▸ **DOCUMENT SECTION**

As shown in FIG. 1A, three exemplary air traffic indicators 102 are shown. Each of the three air traffic indicators 102 may depict at least one numerical value (e.g., a top-half numerical value 102A, bottom-half numerical value 102B, and/or a zero value 102N). For example, a first air traffic indicator 102 may have a top-half numerical value 102A positioned in a top half of the first air traffic indicator 102, a second air traffic indicator 102 may have a bottom-half numerical value 102B positioned in a bottom half of the second air traffic indicator 102, and a third air traffic indicator 102 may have a zero value 102N. The top-half numerical value 102A may indicate the amount (e.g., “45” indicates air traffic is 4,500 feet above the aircraft) of the vertical distance of the air traffic (e.g., an air traffic target) above the aircraft (e.g., 302). The bottom-half numerical value 102B may indicate the amount (e.g., “25” indicates air traffic is 2,500 feet below the aircraft) of the vertical distance of the air traffic (e.g., an air traffic target) below the aircraft (e.g., 302). The zero value 102N may indicate that the air traffic (e.g., an air traffic target) has an approximately equal (e.g., 0+/−50 feet) altitude as the aircraft (e.g., 302).

Each air traffic indicator 102 may have any suitable geometric shape (e.g., defined by at least one line and/or at least one curve; e.g., a diamond shape, as shown).

As shown in FIGS. 1B, 1C, and 1D, some air traffic indicators 102 may be combined aircraft indicators (e.g., 102-3, 102-6, or 102-9). If air traffic includes at least two aircraft that if depicted separately would have overlapping air traffic indicators 102 (e.g., 102-1, 102-2, 102-4, 102-5, 102-7, and/or 102-8), a combined air traffic indicator (e.g., 102-3, 102-6, or 102-9) representing the at least two aircraft can be used to declutter the display image 200.

As shown in FIG. 1B, in some embodiments, rather than displaying air traffic indicators 102-1 (having a top-half numerical value 102A), 102-2 (having a bottom-half numerical value 102B) that would overlap (e.g., in the display image 200) based on the two air traffic targets having close horizontal and range location relative to the aircraft (e.g., 302), a combined air traffic indicator 102-3 representing the two air traffic targets can be used to declutter the display image 200. The combined air traffic indicator 102-3 can include a top-half numerical value 102A and a bottom-half numerical value 102B.

[Items stored from a collection]
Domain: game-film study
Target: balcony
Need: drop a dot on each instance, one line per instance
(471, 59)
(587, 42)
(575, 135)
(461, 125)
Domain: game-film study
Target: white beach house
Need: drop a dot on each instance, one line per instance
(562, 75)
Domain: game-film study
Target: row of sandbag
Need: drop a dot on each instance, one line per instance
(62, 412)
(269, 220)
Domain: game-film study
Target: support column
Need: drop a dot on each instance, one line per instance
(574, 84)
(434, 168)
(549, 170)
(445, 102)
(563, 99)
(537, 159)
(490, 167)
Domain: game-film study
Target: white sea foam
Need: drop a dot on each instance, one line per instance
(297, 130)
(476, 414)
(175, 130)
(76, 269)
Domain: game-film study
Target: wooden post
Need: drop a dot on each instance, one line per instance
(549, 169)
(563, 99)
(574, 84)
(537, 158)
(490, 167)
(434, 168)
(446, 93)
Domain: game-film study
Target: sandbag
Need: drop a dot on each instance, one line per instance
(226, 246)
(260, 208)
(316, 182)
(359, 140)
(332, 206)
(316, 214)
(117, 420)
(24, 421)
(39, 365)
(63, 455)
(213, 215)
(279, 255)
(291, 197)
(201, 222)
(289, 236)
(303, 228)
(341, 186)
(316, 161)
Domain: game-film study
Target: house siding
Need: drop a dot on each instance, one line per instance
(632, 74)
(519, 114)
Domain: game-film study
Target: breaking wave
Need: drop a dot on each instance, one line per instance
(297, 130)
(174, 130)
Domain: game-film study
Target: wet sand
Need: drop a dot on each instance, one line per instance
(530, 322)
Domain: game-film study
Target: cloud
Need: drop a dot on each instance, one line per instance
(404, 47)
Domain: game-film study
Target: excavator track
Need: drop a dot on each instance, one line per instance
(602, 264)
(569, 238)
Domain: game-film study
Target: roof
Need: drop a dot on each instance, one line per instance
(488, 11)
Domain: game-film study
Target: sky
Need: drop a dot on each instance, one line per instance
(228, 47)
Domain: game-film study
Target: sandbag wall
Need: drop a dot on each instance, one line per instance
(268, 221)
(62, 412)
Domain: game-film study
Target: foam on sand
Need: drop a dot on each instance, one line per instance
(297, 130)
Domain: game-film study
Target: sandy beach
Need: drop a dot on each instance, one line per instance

▸ **BRIEF 1**
In the passage on air traffic indicators, what does a top-half numerical value of "45" indicate?
▸ **BRIEF 2**
Extend the passage on air traffic indicators by writing what comes after its final sentence.
The stored lines play no part here.

▸ **EXERCISE OUTPUT 1**
Air traffic is 4,500 feet above the aircraft.

▸ **EXERCISE OUTPUT 2**
As shown in FIG. 1C, in some embodiments, rather than displaying air traffic indicators 102-4 (having a top-half numerical value 102A), 102-5 (having a top-half numerical value 102A) that would overlap (e.g., in the display image 200) based on the two air traffic targets having close horizontal and range location relative to the aircraft (e.g., 302), a combined air traffic indicator 102-6 representing the two air traffic targets can be used to declutter the display image 200. The combined air traffic indicator 102-6 can include a top-half numerical value 102A for the air traffic target that is vertically closest to the aircraft (e.g., 302) as that is the closest threat to the aircraft (e.g., 302).

As shown in FIG. 1D, in some embodiments, rather than displaying air traffic indicators 102-7 (having a bottom-half numerical value 102B), 102-8 (having a bottom-half numerical value 102B) that would overlap (e.g., in the display image 200) based on the two air traffic targets having close horizontal and range location relative to the aircraft (e.g., 302), a combined air traffic indicator 102-9 representing the two air traffic targets can be used to declutter the display image 200. The combined air traffic indicator 102-9 can include a bottom-half numerical value 102B for the air traffic target that is vertically closest to the aircraft (e.g., 302) as that is the closest threat to the aircraft (e.g., 302).

As shown in FIG. 2, an exemplary embodiment of the display image 200 depicting air traffic indicators 102 is shown. The display image 200 may convey a range dimension and a horizontal dimension. The display image 200 may depict at least one air traffic indicator 102. Each of the at least one air traffic indicator 102 may be positioned (e.g., in the display image 200) respective to a corresponding range and horizontal location relative to a position of the aircraft (e.g., 302).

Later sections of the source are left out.